> _Exercise prompt_:
Return every line of the rows below that contains the word "dark", treating uppercase and lowercase as different.

┌──

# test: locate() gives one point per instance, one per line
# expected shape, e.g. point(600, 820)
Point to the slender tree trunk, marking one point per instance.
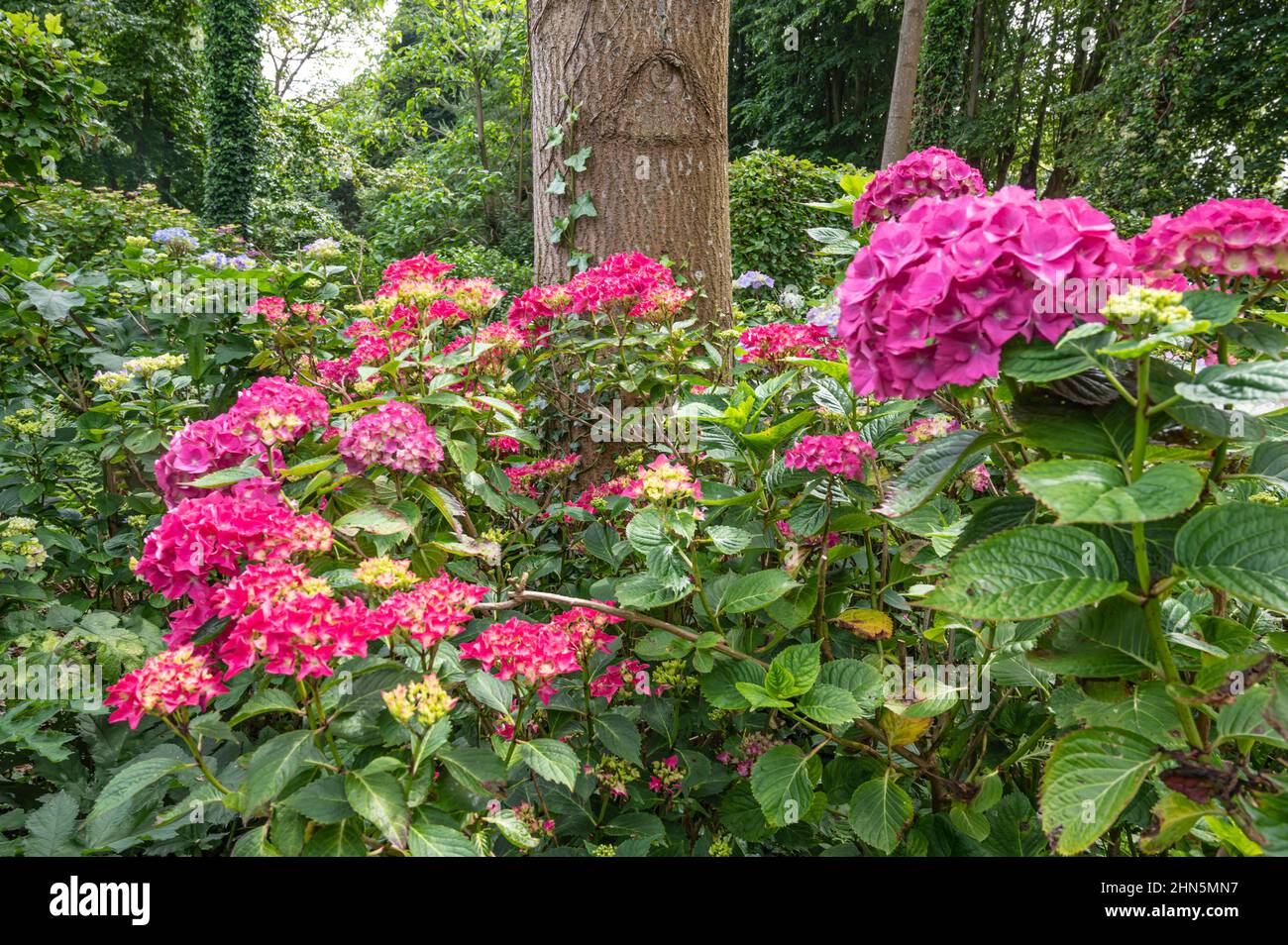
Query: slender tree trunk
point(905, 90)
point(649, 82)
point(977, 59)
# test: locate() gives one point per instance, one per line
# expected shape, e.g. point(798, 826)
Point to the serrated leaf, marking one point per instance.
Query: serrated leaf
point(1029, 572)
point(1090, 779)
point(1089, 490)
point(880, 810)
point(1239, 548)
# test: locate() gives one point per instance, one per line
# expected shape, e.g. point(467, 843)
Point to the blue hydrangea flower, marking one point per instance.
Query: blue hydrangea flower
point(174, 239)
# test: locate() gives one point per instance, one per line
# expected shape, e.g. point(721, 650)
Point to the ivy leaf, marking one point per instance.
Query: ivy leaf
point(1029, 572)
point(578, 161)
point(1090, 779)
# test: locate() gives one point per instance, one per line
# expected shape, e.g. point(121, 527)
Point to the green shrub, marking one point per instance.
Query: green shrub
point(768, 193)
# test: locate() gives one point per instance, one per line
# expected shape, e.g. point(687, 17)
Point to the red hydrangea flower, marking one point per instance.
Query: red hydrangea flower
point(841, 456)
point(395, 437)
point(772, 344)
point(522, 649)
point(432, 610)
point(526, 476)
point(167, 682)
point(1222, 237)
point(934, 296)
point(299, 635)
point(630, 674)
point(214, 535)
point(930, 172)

└──
┌──

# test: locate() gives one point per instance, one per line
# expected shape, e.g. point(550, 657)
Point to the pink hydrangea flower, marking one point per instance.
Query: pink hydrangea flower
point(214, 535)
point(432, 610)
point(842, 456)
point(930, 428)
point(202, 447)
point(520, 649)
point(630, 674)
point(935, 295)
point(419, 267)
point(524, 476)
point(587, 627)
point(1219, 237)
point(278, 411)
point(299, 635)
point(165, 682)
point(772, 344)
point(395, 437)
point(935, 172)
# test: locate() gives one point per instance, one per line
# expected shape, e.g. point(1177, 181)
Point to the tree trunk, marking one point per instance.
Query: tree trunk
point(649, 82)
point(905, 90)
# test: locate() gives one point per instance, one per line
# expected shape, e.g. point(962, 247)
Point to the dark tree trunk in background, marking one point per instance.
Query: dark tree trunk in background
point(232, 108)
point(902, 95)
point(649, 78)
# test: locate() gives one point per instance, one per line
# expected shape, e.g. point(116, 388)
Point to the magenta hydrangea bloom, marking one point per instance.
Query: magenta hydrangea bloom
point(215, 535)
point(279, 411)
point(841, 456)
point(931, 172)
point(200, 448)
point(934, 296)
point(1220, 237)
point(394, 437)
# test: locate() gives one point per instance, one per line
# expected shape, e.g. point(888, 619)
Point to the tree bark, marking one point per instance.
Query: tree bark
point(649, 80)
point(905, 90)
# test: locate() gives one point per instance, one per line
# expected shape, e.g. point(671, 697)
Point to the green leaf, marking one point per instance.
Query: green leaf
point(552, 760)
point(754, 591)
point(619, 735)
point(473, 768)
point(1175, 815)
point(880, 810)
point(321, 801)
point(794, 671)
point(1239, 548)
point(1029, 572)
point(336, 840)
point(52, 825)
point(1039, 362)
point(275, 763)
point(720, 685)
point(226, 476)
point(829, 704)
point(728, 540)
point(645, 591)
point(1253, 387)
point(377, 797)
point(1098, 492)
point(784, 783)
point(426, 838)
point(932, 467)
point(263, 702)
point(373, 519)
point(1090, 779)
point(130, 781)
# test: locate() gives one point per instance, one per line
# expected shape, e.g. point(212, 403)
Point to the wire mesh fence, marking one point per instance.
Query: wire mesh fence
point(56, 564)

└──

> _The output_:
Point to the dark tree trunk in background, marking one point per instance.
Query: dark tree trunk in background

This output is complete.